• [Reading passage]
OCS Seminars
Dr. David Deamer: Hydrothermal vents or hydrothermal fields: Where can life begin?
Abstract:
Because salty seawater dominates the Earth’s surface today, it is natural to think that life began in the ocean, perhaps in hydrothermal vents. However, from a biophysical perspective there are significant limitations to this conjecture. An alternative site is hydrothermal fresh water. Volcanic regions of Kamchatka, Iceland and Hawaii have abundant fresh water pools that undergo cycles of hydration (precipitation) and dehydration (evaporation). A laboratory simulation of such cycles used solutions of mononucleotides mixed with lipids that can assemble into membranous structures. When the mixtures were exposed to multiple wet-dry cycles, RNA-like polymers from 10 to over 100 nucleotides in length were products. Furthermore, in the final hydration phase the polymers became encapsulated in lipid vesicles to produce protocells. Selection and evolution of robust protocells composed of encapsulated catalysts could be the first step toward the origin of life in a fresh water environment. These results have obvious implications related to the search for life on Mars and icy moons like Enceladus and Europa.

• [Description of the task]
Please carry on the seminar abstract about hydrothermal vents and hydrothermal fields as origins of life, starting after its last sentence.

• [Data shown]
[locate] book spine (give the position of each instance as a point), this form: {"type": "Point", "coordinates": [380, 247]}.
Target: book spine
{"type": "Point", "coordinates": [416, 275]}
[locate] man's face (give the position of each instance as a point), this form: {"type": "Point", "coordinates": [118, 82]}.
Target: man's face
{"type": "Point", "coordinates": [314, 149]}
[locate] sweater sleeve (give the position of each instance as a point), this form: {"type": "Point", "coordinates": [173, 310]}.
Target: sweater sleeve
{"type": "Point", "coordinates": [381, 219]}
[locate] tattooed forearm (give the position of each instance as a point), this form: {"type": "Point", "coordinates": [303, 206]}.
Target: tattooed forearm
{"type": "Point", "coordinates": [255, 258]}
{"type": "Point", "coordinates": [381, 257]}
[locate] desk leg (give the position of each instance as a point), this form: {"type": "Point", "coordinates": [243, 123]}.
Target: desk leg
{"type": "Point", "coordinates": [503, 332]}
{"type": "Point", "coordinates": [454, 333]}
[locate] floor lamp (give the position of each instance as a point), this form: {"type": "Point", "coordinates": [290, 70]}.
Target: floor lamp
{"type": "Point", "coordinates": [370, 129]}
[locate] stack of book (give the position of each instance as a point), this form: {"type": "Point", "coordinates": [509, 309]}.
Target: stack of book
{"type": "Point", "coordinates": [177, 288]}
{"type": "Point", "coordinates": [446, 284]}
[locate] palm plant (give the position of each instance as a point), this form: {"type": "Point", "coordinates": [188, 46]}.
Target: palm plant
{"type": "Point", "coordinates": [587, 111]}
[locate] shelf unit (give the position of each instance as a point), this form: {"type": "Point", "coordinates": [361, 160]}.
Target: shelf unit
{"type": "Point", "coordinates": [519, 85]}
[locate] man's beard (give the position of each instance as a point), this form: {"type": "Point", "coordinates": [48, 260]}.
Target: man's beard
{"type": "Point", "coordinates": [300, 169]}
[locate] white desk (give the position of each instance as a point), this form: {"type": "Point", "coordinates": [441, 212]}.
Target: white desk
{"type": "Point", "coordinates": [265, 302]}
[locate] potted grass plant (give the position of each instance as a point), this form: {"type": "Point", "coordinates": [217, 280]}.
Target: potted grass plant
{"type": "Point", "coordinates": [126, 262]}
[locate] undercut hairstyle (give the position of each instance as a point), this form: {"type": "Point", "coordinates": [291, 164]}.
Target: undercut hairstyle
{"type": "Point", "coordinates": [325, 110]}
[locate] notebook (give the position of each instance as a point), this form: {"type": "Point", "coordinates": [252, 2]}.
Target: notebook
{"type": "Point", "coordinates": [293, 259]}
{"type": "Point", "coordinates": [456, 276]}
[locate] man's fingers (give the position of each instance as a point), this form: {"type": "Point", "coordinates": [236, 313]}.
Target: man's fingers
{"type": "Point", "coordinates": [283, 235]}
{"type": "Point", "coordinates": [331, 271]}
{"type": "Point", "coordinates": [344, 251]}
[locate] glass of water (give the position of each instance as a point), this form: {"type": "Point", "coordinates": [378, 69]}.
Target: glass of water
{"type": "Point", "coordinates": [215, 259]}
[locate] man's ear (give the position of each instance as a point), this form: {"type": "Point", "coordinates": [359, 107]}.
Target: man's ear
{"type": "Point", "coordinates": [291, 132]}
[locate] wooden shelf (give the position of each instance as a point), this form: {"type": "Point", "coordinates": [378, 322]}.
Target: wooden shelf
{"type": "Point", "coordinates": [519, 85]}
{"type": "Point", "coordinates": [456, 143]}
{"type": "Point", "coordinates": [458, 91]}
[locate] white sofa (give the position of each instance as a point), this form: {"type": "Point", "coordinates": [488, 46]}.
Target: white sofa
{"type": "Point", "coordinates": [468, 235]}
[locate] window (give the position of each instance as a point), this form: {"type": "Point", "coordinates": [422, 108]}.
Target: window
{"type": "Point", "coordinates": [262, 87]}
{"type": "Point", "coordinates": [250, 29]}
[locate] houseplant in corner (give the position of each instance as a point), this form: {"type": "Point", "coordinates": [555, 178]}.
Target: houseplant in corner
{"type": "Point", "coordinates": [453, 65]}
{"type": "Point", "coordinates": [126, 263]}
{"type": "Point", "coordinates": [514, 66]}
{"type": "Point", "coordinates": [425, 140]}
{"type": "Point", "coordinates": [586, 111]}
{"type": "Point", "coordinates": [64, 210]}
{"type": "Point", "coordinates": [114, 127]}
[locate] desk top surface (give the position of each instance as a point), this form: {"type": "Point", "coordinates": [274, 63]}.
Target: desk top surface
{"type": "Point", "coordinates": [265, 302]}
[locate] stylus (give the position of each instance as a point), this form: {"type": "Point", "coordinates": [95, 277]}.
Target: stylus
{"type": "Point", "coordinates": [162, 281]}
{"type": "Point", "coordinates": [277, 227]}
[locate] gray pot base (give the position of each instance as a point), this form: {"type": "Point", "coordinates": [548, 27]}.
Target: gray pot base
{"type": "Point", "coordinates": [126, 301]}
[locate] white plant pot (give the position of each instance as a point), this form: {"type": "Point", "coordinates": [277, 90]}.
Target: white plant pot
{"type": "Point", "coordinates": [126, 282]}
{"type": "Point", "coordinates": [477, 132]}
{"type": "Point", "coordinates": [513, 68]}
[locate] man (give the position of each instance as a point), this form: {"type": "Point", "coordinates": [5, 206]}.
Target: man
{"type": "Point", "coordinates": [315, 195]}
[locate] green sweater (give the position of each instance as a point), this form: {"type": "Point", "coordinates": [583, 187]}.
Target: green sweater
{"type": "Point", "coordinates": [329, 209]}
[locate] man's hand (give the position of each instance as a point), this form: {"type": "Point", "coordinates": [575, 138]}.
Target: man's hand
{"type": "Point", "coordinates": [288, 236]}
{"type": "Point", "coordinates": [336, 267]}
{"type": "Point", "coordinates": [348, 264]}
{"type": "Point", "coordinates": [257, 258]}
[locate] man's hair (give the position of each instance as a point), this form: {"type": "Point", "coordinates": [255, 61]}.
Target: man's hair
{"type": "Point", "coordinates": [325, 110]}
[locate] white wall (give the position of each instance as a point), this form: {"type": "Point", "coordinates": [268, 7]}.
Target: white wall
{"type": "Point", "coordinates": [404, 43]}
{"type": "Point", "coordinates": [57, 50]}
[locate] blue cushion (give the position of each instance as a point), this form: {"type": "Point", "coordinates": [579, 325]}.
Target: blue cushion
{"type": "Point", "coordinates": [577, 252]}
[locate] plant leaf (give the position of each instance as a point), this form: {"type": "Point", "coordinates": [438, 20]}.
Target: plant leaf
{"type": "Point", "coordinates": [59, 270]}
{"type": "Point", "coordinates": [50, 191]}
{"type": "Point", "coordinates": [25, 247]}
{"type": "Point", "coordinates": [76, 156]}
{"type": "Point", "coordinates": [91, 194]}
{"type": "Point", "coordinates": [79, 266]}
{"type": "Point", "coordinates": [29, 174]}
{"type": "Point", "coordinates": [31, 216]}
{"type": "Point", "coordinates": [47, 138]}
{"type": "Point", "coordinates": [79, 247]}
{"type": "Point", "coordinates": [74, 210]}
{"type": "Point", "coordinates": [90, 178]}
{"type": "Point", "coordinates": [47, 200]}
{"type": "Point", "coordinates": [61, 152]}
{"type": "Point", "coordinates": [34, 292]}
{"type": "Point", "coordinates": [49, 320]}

==

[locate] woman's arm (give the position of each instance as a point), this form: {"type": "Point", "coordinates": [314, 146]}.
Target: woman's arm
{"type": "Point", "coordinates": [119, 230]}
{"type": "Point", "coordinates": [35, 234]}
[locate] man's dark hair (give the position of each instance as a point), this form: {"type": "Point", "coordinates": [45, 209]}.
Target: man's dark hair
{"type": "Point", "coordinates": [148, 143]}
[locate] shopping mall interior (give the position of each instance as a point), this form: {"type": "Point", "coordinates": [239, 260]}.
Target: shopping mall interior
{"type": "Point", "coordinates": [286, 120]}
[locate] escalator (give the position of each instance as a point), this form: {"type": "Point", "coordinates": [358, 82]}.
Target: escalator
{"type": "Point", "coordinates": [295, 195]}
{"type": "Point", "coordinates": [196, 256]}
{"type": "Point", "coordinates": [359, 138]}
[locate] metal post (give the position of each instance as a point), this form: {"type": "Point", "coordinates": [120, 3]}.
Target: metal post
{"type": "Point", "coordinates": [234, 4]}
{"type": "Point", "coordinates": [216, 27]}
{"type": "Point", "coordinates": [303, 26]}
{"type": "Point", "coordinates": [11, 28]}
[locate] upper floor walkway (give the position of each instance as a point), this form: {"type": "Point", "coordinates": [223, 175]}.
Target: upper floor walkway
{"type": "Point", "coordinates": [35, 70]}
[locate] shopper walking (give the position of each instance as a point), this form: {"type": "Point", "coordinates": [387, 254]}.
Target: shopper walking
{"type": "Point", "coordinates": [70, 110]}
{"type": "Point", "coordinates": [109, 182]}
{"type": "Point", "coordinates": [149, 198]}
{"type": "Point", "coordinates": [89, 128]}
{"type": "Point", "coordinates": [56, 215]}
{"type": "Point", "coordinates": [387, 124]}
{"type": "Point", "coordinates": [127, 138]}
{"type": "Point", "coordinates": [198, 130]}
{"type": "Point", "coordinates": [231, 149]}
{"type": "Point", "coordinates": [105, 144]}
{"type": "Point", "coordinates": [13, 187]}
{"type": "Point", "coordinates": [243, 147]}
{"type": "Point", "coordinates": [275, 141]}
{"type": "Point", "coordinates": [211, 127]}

• [Expected answer]
Biography:
David Deamer is a Research Professor of Biomolecular Engineering at the University of California, Santa Cruz. Deamer received his undergraduate degree in Chemistry from Duke University in 1961, and PhD in Physiological Chemistry at the Ohio State University School of Medicine, 1965. Deamer’s research has focused on biological and synthetic membranes, particularly how primitive lipid-like compounds could have encapsulated polymer systems to give rise to the first living cells. In 1989, Deamer proposed the idea that it may be possible to sequence a DNA molecule by passing it through a nanoscopic pore embedded in a lipid bilayer membrane. Collaborative research with Daniel Branton (Harvard University) provided proof of principle, and in 2012 Mark Akeson’ group (UC Santa Cruz) showed that a nanopore could resolve base sequences in synthetic DNA. In 2014, Oxford Nanopore Technology marketed the MinION device which utilized nanopore sequencing concepts. Researchers at NASA Ames are developing a nanopore-based biosensor for future life detection missions on Mars, Europa and Enceladus.